ABOUT THIS EXERCISE: Give back all of the data exactly.

EXCERPTED RECORDS:
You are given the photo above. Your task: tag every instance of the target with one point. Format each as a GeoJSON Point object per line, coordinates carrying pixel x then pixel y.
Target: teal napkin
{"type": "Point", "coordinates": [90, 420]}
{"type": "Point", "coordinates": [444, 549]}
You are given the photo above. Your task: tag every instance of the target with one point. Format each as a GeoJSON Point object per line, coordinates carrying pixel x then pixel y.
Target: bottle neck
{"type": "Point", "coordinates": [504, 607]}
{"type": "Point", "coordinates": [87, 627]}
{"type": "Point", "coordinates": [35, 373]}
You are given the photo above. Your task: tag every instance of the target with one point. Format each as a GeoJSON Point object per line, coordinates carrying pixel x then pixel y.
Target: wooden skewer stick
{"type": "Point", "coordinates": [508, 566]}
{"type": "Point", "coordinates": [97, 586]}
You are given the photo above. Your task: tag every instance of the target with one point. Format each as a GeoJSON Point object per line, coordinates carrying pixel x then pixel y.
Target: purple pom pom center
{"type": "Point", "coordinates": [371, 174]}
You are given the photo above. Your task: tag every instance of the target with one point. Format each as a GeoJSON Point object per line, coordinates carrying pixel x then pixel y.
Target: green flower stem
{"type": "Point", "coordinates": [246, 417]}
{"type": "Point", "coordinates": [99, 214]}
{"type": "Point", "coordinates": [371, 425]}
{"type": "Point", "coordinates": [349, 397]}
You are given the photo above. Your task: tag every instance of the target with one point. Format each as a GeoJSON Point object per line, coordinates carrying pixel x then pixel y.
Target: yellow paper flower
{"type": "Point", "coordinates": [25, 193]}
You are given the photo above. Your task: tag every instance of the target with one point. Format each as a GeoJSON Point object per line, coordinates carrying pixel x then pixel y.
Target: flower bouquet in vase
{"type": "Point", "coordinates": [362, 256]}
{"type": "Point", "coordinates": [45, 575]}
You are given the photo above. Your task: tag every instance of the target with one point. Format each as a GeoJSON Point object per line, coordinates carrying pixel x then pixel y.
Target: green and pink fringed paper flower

RESPONSE FOR THIS EXERCISE:
You are given the photo above. Your task: tag every instance of the target with one point. Format each as a GeoJSON Point object per line, coordinates carrying pixel x then pixel y.
Target: teal napkin
{"type": "Point", "coordinates": [90, 420]}
{"type": "Point", "coordinates": [444, 549]}
You are given the photo above. Your task: tag every instance of the target with one point. Format each as a GeoJSON Point object per line, coordinates carrying pixel x then pixel y.
Target: bottle neck
{"type": "Point", "coordinates": [504, 607]}
{"type": "Point", "coordinates": [87, 627]}
{"type": "Point", "coordinates": [35, 373]}
You are given the photo above. Your task: tag every instance of the target with one point. Format each as a GeoJSON Point object per line, coordinates carrying pixel x then pixel y.
Target: wooden skewer stick
{"type": "Point", "coordinates": [508, 566]}
{"type": "Point", "coordinates": [97, 586]}
You are given the photo above. Your task: tag every instance of the target with one point. Format each as a GeoJSON Point object per line, coordinates carrying pixel x then pixel y.
Target: purple pom pom center
{"type": "Point", "coordinates": [371, 174]}
You are given the photo above. Your task: tag every instance of the target with one point. Format each as a GeoJSON Point object per line, coordinates carrying pixel x then pixel y.
Target: green flower stem
{"type": "Point", "coordinates": [246, 417]}
{"type": "Point", "coordinates": [99, 214]}
{"type": "Point", "coordinates": [371, 425]}
{"type": "Point", "coordinates": [349, 397]}
You are given the photo above. Your task: tag every instance of the target with one point. Format each as a GeoJSON Point object per line, coordinates carrying pixel x then pixel y.
Target: yellow paper flower
{"type": "Point", "coordinates": [25, 193]}
You are given the photo above. Your task: tag every instance of the target with one point. Format each as a GeoJSON Point object per line, coordinates carrying pixel x then pixel y.
Target: flower bouquet in vase
{"type": "Point", "coordinates": [362, 256]}
{"type": "Point", "coordinates": [45, 575]}
You are given the photo above. Your task: tag every instance of the target with one point. Format each as a GeoJSON Point object per line, coordinates carrying pixel x then pixel y.
Target: green and pink fringed paper flower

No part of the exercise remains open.